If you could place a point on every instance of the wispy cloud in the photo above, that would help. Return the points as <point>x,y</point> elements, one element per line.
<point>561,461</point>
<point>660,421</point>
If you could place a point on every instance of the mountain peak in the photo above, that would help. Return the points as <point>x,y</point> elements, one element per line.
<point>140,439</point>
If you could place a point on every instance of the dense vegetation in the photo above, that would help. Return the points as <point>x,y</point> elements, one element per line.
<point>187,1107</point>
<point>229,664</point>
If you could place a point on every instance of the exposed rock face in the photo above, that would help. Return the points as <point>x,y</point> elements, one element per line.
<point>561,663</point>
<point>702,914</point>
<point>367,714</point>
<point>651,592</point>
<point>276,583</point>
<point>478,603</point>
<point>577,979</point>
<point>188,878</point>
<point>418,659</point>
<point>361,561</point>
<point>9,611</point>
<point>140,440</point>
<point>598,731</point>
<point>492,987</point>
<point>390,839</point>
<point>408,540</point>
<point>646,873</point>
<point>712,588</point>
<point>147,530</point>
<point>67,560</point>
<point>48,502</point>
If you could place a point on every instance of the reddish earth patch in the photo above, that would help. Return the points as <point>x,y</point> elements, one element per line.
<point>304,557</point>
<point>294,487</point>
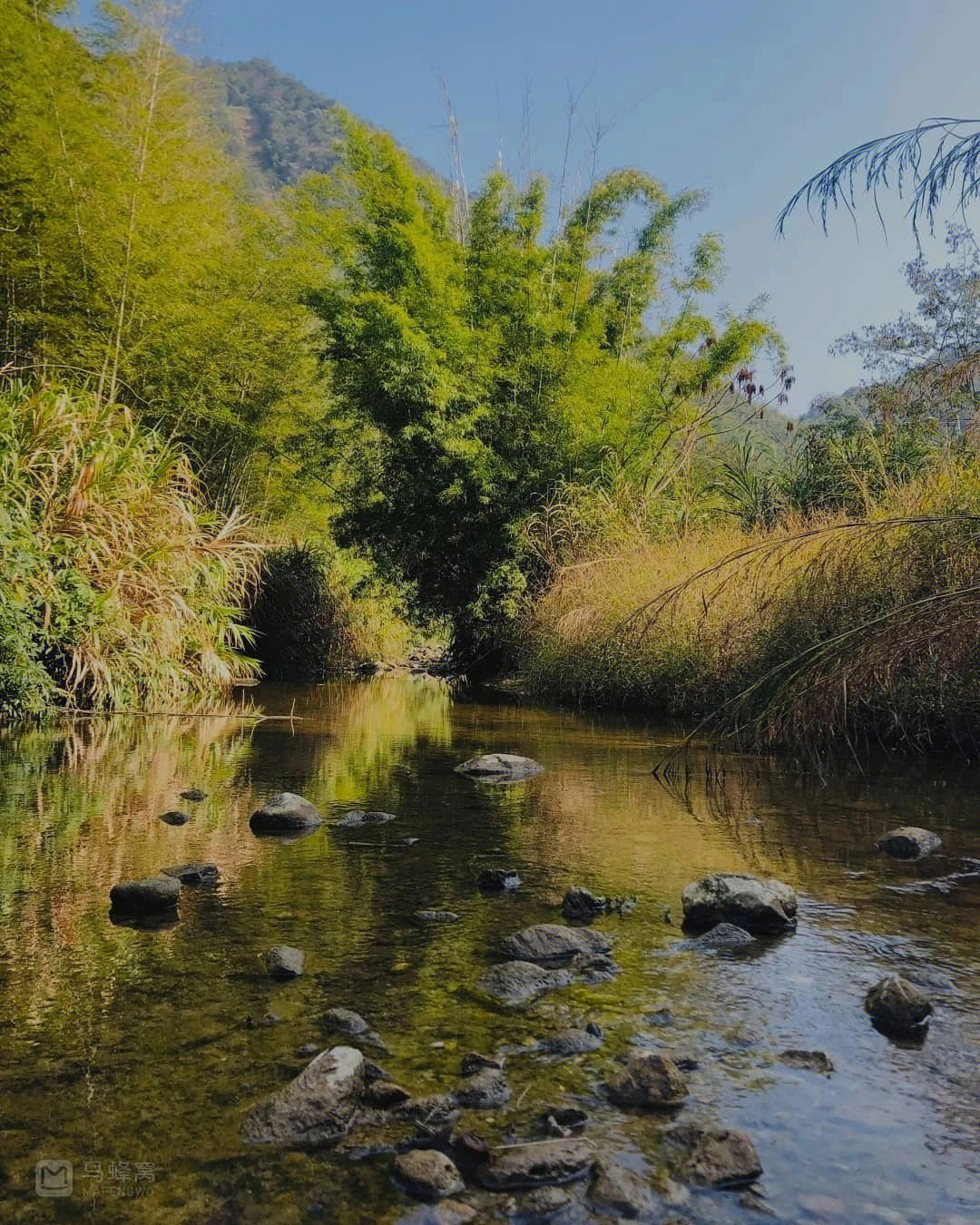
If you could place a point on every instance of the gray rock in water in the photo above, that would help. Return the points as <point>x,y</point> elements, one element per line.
------------------------------------------------
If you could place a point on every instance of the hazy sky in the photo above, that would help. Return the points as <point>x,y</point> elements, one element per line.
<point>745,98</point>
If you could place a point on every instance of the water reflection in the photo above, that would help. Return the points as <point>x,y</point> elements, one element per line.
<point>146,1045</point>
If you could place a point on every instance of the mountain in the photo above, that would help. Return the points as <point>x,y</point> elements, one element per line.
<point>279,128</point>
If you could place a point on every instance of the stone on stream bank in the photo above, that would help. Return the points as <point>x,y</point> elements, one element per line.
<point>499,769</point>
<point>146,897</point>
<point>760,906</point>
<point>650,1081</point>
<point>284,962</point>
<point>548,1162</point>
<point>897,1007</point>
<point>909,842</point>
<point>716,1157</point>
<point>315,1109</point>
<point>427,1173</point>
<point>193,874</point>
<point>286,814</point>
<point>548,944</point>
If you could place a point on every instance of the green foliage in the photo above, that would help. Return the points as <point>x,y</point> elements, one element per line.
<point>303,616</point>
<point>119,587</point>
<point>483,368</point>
------------------------------------------------
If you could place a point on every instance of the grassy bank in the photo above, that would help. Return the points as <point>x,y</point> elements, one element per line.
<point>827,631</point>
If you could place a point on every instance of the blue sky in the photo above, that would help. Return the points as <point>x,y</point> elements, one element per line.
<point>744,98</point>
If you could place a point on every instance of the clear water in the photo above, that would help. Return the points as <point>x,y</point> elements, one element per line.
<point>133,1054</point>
------------------------------------------------
Your instructions -
All pictures are to be skipped. Output, word for word, the lines in the data above starting at the line containing "of the wispy" and ending at the line containing "of the gray".

Response for this exercise -
If you could place a point on every instance of the wispy cloud in the photo above, that would help. Return the points as <point>x,y</point> elements, one element per line.
<point>561,461</point>
<point>660,421</point>
If you could place a point on every instance of the mountain peak in the photo above, that would help. Return the points as <point>x,y</point> elements, one element per line.
<point>140,439</point>
If you could place a point on every instance of the dense vegetation in the photo above, that would help. Return the points as <point>x,y</point> elements, one element per line.
<point>187,1107</point>
<point>229,664</point>
If you could place a point on every instance of the exposed rock face in the photo above, that would help. Return the points as <point>x,y</point> elements, one element per line.
<point>561,663</point>
<point>702,914</point>
<point>367,714</point>
<point>651,592</point>
<point>276,583</point>
<point>478,603</point>
<point>577,979</point>
<point>188,878</point>
<point>418,659</point>
<point>361,561</point>
<point>9,611</point>
<point>140,440</point>
<point>598,731</point>
<point>492,987</point>
<point>390,839</point>
<point>408,540</point>
<point>646,873</point>
<point>712,588</point>
<point>147,530</point>
<point>67,560</point>
<point>48,502</point>
If you could place a point on every instance of the reddish earth patch in the photo above, that would help. Return the points as <point>x,y</point> elements, one element per line.
<point>304,557</point>
<point>294,487</point>
If you could place a point on every instance of the gray rock in water in the photo above, that would help. Return the points as <point>x,y</point> elements, one element per line.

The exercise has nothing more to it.